→ TASK INSTRUCTIONS
[1] In the polygon area text below, translate this sentence into Spanish: "Ok, I finally made it with the Basemap toolkit of the matplotlib library."
[2] Answer these questions using the polygon area text below.
(a) Which package manager does the text suggest Linux users use to install the required packages?
(b) What longitude value is assigned to the coordinates to be transformed?
(c) Under what short name is numpy imported?
[3] Carry on the polygon area text below from the point where it stops.

───── EXCERPTED TEXT

Calculate Polygon area in planar units (e.g. square-meters) in Shapely

Ok, I finally made it with the Basemap toolkit of the matplotlib library. I will explain how it works, maybe this will be helpful for somebody sometime.

1. Download and install the matplotlib library on your system. http://matplotlib.org/downloads.html

For Windows binaries, I recommend using this page: http://www.lfd.uci.edu/~gohlke/pythonlibs/#matplotlib Beware of the hint that says:

Requires numpy, dateutil, pytz, pyparsing, six, and optionally pillow, pycairo, tornado, wxpython, pyside, pyqt, ghostscript, miktex, ffmpeg, mencoder, avconv, or imagemagick.

Hence, if not already installed on your system, you have to download and install numpy, dateutil, pytz, pyparsing and six as well for matplotlib to work properly (for Windows users: all of them can be found on the page, for Linux users, the python package manager "pip" should do the trick).

2. Download and install the "basemap" toolkit for matplotlib. Either from http://matplotlib.org/basemap/users/installing.html or for Windows binaries also from here: http://www.lfd.uci.edu/~gohlke/pythonlibs/#basemap

3. Do the projection in your Python code:

#Import necessary libraries
from mpl_toolkits.basemap import Basemap
import matplotlib.pyplot as plt
import numpy as np

#Coordinates that are to be transformed
long = -112.367
lat = 41.013

#Create a basemap for your projection. Which one you use is up to you.

──────────
───── GIVEN ENTRIES

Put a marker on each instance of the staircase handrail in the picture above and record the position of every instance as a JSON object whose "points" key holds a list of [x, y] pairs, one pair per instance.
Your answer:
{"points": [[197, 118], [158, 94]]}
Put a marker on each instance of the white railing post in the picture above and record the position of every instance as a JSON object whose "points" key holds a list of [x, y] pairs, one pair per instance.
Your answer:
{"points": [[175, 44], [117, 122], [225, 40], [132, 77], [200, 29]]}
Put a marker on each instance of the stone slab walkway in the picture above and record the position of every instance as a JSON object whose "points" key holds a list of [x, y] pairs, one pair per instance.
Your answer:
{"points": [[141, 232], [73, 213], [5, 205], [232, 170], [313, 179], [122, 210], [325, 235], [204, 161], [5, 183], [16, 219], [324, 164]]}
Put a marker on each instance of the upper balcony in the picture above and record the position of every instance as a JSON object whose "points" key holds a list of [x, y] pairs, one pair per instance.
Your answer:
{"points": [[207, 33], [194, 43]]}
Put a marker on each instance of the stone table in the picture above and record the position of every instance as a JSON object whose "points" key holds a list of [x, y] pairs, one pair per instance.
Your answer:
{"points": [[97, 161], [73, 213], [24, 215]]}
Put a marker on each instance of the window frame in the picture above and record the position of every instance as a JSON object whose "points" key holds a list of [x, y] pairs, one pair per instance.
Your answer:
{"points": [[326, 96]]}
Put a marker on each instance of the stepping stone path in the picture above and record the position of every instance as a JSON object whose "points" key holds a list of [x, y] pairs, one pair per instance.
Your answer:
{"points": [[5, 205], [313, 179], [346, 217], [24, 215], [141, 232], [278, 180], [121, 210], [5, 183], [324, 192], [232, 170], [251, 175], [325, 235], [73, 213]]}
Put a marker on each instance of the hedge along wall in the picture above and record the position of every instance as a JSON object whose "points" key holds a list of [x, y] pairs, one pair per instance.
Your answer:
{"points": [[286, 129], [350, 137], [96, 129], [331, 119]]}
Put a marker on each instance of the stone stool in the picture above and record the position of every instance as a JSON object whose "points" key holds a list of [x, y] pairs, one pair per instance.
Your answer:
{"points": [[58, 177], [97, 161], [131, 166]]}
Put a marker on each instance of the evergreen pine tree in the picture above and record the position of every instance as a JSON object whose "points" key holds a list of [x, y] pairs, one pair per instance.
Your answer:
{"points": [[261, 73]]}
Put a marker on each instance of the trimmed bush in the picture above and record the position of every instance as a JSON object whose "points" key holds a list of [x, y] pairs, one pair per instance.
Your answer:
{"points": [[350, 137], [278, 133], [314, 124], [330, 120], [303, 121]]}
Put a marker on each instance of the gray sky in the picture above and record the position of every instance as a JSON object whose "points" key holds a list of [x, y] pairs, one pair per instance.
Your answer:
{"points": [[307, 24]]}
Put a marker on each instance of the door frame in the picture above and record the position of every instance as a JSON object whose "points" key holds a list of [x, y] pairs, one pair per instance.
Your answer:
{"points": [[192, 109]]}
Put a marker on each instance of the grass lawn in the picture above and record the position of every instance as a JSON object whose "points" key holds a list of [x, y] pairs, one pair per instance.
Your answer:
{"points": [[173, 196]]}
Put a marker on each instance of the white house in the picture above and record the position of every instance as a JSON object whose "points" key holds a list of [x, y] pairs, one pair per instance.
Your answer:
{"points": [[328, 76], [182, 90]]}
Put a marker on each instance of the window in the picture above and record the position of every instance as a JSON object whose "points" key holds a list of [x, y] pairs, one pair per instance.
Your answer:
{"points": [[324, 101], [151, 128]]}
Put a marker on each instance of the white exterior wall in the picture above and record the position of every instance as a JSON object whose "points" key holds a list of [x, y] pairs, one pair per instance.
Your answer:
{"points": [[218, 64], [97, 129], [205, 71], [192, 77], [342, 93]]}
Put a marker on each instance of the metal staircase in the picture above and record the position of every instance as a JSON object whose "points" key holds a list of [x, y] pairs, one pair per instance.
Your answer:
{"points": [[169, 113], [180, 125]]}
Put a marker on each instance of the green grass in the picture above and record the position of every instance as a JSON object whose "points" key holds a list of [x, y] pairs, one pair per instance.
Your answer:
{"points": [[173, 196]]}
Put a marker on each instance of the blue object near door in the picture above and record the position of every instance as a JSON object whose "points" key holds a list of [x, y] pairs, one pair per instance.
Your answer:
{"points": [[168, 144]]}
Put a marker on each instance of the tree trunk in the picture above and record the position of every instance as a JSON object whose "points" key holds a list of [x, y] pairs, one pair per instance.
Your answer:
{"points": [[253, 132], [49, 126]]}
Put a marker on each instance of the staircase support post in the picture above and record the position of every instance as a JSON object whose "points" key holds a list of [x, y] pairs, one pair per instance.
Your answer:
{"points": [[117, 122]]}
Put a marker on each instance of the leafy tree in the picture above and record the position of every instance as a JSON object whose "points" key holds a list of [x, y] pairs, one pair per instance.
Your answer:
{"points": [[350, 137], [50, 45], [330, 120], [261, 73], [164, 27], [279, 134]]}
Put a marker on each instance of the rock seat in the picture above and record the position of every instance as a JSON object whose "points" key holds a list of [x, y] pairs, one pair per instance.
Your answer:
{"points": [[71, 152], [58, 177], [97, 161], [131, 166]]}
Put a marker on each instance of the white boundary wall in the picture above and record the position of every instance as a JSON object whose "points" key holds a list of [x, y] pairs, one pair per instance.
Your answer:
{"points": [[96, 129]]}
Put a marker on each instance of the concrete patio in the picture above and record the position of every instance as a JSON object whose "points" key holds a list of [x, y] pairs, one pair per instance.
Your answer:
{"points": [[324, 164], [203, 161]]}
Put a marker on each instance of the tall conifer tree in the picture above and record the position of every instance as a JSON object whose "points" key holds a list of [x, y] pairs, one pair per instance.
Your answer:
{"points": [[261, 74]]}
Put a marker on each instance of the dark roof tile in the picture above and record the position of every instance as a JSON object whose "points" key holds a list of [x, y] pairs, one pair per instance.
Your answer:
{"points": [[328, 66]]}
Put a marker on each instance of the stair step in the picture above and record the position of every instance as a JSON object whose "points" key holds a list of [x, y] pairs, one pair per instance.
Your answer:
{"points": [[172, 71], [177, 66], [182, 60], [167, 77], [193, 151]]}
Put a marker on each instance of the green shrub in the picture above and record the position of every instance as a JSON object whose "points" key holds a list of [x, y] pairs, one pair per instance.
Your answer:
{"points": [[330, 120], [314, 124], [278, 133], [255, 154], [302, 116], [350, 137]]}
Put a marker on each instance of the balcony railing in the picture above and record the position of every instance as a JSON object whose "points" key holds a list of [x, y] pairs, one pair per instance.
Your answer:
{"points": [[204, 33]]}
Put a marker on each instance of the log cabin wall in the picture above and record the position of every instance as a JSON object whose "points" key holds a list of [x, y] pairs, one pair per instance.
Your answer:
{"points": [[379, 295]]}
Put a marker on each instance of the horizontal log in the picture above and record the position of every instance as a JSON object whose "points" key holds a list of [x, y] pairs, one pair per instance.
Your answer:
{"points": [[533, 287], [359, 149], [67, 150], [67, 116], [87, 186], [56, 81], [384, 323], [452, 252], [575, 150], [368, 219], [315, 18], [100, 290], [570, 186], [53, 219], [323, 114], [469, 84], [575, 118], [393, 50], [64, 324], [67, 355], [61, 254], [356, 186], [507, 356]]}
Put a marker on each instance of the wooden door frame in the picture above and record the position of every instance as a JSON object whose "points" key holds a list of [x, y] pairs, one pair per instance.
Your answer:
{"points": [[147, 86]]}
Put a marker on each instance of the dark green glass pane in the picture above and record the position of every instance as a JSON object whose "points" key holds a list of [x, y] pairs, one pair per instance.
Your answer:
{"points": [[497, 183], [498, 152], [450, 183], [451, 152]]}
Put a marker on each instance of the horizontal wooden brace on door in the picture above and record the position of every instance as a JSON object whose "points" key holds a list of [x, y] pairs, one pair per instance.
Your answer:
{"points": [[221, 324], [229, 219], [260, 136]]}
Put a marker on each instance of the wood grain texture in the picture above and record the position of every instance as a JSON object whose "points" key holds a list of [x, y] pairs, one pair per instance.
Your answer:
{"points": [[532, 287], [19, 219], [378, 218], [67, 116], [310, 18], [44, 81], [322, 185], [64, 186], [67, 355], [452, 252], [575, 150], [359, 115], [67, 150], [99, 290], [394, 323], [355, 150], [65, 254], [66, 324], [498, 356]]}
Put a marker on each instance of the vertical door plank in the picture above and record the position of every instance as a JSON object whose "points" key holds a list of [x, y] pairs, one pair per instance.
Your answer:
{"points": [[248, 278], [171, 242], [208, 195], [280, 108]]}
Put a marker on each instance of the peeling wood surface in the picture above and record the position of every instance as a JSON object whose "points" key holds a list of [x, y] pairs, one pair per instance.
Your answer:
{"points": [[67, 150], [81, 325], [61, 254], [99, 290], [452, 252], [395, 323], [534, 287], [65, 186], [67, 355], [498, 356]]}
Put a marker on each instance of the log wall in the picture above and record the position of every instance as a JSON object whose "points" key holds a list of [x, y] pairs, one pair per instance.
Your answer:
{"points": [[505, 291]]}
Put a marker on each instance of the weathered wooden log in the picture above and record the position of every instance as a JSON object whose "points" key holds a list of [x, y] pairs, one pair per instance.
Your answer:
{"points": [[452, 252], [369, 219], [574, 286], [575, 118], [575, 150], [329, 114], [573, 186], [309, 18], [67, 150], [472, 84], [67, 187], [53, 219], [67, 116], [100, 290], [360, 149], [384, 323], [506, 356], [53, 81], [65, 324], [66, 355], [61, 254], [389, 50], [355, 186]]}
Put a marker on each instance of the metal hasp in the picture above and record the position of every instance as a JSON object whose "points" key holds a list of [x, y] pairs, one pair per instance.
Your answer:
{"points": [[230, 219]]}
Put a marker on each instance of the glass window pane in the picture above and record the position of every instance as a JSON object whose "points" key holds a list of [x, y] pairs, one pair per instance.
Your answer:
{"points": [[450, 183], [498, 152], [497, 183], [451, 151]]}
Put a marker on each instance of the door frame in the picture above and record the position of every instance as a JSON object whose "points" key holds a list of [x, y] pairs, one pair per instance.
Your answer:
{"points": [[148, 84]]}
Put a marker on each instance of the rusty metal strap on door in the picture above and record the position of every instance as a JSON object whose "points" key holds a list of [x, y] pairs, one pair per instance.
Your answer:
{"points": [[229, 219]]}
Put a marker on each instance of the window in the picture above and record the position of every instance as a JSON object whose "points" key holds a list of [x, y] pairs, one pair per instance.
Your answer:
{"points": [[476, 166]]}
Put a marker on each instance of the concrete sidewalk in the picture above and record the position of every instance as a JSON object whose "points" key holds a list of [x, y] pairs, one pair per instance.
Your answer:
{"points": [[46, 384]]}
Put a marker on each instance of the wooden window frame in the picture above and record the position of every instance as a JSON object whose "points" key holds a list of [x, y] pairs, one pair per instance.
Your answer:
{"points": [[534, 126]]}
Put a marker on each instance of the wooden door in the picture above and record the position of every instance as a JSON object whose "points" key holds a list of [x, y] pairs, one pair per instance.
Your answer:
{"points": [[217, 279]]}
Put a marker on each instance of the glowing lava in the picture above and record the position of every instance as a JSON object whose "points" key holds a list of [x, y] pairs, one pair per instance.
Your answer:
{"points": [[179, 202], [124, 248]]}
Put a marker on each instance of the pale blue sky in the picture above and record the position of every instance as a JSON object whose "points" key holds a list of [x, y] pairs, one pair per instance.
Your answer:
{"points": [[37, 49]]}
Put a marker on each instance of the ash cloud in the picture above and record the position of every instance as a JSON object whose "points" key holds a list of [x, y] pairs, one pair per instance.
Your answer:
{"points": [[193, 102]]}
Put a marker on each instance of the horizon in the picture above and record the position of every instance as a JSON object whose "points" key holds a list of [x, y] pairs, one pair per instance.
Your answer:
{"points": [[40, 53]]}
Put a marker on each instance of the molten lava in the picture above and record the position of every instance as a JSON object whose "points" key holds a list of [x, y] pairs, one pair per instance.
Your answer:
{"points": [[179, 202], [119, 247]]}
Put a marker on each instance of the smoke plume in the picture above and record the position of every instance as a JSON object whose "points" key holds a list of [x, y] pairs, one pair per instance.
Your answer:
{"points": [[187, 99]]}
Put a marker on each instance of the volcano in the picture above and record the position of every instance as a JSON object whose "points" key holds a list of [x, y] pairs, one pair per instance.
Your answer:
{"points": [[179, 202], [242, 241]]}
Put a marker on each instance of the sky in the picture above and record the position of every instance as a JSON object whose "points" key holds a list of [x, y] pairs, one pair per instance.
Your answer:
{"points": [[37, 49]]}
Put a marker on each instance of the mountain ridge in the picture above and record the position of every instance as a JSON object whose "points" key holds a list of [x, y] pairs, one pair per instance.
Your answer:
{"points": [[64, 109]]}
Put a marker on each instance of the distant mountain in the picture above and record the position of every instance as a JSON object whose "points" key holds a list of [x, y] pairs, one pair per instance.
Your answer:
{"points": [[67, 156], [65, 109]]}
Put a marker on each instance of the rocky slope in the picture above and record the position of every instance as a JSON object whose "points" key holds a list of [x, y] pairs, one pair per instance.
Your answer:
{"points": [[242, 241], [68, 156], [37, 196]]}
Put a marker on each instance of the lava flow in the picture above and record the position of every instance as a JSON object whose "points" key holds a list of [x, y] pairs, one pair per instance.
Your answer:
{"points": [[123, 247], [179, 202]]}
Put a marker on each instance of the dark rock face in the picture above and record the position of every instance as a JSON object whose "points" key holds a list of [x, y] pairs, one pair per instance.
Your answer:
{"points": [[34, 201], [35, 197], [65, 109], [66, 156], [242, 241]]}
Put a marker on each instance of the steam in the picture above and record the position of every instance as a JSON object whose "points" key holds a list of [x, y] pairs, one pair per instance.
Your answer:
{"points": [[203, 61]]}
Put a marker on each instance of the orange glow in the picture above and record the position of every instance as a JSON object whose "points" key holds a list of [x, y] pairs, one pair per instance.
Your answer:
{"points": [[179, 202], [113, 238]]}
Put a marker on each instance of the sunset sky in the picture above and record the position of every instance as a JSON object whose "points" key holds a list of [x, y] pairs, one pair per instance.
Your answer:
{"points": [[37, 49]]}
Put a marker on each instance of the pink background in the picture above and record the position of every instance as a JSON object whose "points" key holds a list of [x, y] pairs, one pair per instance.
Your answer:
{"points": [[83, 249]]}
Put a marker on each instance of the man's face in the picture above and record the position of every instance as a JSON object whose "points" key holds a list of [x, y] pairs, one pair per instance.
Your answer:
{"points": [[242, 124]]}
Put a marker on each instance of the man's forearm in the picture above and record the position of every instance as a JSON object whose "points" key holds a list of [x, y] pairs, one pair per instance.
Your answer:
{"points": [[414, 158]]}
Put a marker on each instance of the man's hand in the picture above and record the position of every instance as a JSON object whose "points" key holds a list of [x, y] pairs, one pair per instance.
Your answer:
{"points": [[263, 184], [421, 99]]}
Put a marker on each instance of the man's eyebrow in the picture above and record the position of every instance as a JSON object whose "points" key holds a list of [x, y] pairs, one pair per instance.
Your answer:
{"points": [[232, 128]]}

──────────

→ WRITTEN RESPONSES
[1] Bueno, por fin lo logré con el kit de herramientas Basemap de la biblioteca matplotlib.

[2]
(a) pip
(b) -112.367
(c) np

[3]
#Some examples can be found at http://matplotlib.org/basemap/users/mapsetup.html
m = Basemap(projection='sinu',lon_0=0,resolution='c')

#Project the coordinates:
projected_coordinates = m(long,lat)

Output:

projected_coordinates (10587117.191355567, 14567974.064658936)

Simple as that. Now, when using the projected coordinates to build a polygon with shapely and then calculating the area via shapely's area method, you'll get the area in the unit of square-meters (according to the projection you used). To get square-kilometers, divide by 10^6.

Edit: I struggled hard not to transform only single coordinates, but whole geometry objects like Polygons when those were already given as shapely objects and not via their raw coordinates. This meant writing a lot of code to

• get the coordinates of the outer ring of the polygon
• determine if the polygon has holes and if so, process each hole seperately
• transform each pair of coordinates of the outer ring and any holes
• put the whole thing back together and create a polygon object with the projected coordinates
• and that's only for polygons... add even more loops to this for multipolygons and geometrycollections

Then I stumbled upon this part of the shapely documentation which makes things a lot easier: http://toblerity.org/shapely/manual.html#shapely.ops.transform

When the projection map is set, for example as done above:

m = Basemap(width=1,height=1, resolution='l',projection='laea',lat_ts=50,lat_0=50,lon_0=-107.)

Then, one can transform any shapely geometry object using this projection via:

from shapely.ops import transform
projected_geometry = transform(m,geometry_object)

Calculate a geodesic area, which is very accurate and only requires an ellipsoid (not a projection). This can be done with pyproj 2.3.0 or later.

from pyproj import Geod
from shapely import wkt

# specify a named ellipsoid
geod = Geod(ellps="WGS84")

poly = wkt.loads('''\
POLYGON ((-116.904 43.371, -116.823 43.389, -116.895 43.407,
-116.908 43.375, -116.904 43.371))''')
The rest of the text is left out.